• _DATA_

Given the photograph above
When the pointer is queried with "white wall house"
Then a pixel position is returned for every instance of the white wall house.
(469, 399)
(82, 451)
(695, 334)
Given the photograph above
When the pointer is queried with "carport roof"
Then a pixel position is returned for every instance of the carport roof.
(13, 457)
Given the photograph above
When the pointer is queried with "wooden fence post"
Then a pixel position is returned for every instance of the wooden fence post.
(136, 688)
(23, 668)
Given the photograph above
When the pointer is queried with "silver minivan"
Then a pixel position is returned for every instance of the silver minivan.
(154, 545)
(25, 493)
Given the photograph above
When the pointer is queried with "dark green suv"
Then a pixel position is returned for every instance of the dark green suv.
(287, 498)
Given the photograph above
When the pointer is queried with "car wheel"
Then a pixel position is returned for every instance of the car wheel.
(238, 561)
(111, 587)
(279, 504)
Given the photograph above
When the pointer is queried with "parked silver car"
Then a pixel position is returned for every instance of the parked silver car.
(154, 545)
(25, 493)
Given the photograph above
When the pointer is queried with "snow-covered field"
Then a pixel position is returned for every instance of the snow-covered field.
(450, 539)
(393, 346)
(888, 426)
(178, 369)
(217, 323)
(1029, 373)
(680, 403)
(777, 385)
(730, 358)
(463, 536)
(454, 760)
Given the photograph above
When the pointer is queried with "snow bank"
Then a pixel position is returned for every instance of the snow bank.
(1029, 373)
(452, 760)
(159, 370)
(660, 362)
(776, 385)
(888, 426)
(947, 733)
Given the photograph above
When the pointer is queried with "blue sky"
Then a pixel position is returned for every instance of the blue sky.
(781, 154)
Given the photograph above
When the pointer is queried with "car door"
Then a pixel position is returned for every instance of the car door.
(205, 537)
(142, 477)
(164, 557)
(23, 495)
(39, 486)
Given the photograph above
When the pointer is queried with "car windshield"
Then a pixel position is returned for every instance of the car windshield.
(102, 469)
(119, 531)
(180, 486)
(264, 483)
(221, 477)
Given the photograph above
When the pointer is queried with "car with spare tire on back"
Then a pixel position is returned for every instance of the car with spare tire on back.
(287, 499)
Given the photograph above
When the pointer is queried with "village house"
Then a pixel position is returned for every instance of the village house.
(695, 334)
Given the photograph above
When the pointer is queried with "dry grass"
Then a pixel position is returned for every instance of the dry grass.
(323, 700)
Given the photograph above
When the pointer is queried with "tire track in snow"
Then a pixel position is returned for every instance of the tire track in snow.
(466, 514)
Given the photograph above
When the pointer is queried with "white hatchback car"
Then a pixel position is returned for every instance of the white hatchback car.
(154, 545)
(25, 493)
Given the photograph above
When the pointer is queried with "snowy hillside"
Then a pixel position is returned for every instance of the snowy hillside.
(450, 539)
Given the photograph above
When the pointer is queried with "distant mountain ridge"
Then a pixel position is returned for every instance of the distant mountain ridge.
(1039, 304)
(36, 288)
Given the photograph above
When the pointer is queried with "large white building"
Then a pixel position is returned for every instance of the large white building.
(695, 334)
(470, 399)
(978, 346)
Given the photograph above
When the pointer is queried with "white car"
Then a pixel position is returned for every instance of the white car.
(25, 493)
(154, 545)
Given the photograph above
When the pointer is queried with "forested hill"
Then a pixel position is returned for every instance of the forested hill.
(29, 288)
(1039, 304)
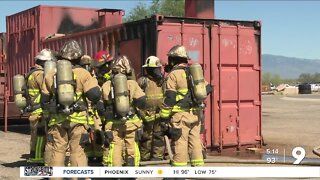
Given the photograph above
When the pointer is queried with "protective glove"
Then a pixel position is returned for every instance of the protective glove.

• _WORK TO COMPLETE_
State the number of lines in the entries above that contain the word "protective", and nothing more.

• _TASK OUTPUT_
2